▶ **Work order**: Every line of the entries below that includes "tight" belongs in the answer, copied as written.

-- Extracted information follows --

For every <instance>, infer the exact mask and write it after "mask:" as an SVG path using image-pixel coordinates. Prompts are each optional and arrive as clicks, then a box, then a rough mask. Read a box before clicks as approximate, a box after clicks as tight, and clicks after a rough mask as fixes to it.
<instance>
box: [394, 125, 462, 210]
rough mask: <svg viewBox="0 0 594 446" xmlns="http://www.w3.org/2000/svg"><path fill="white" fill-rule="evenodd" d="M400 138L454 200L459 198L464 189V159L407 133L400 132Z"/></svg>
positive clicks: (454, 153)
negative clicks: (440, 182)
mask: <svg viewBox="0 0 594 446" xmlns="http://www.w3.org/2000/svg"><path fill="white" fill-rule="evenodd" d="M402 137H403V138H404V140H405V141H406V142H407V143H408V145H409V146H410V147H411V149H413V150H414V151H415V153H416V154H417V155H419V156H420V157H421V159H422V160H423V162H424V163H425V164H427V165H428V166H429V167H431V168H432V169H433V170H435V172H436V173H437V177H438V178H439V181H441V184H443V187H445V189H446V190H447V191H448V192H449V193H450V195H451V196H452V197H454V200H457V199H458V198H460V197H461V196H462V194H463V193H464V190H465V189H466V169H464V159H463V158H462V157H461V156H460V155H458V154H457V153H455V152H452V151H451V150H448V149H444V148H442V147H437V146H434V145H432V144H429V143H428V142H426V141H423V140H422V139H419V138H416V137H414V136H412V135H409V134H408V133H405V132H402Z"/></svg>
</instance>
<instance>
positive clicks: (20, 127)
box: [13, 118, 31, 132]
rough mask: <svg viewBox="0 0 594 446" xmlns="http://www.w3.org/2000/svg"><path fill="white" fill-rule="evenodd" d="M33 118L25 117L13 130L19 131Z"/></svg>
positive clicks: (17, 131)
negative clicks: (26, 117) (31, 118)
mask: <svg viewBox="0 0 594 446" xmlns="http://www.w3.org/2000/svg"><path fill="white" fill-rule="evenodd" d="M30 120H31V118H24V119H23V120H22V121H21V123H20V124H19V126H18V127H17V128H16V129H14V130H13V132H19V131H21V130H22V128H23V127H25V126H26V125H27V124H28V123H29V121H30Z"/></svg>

-- Extracted information concluded --
-- Extracted information follows --

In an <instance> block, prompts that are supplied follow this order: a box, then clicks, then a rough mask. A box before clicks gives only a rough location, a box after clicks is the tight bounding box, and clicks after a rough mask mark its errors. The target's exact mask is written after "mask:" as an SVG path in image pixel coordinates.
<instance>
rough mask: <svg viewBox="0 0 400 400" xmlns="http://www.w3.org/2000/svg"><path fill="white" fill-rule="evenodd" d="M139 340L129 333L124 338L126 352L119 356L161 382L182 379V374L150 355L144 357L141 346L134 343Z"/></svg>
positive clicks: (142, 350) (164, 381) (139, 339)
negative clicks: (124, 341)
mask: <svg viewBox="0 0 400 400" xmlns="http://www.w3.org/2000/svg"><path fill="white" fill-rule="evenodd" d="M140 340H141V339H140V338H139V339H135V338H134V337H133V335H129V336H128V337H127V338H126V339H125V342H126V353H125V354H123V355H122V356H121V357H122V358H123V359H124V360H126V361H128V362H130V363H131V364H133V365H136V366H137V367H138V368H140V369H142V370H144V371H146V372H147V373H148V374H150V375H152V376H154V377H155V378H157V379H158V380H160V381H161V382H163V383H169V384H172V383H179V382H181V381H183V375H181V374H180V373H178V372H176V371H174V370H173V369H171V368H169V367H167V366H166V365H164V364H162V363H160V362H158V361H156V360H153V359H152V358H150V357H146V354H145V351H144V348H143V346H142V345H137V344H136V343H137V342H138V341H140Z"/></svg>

-- Extracted information concluded --

▶ **Task result**:
For every <instance>, infer the exact mask and write it after "mask:" as an SVG path using image-pixel coordinates. Prompts are each optional and arrive as clicks, then a box, then a rough mask. Read a box before clicks as approximate, a box after clicks as tight, and clicks after a rough mask as fixes to it.
In an <instance> block, prompts that are supplied follow this order: a box, then clicks, then a rough mask. A box before clicks gives only a rough location, a box after clicks is the tight bounding box, and clicks after a rough mask mark its errors. The target's exact mask is written after "mask:" as an SVG path in image pixel coordinates.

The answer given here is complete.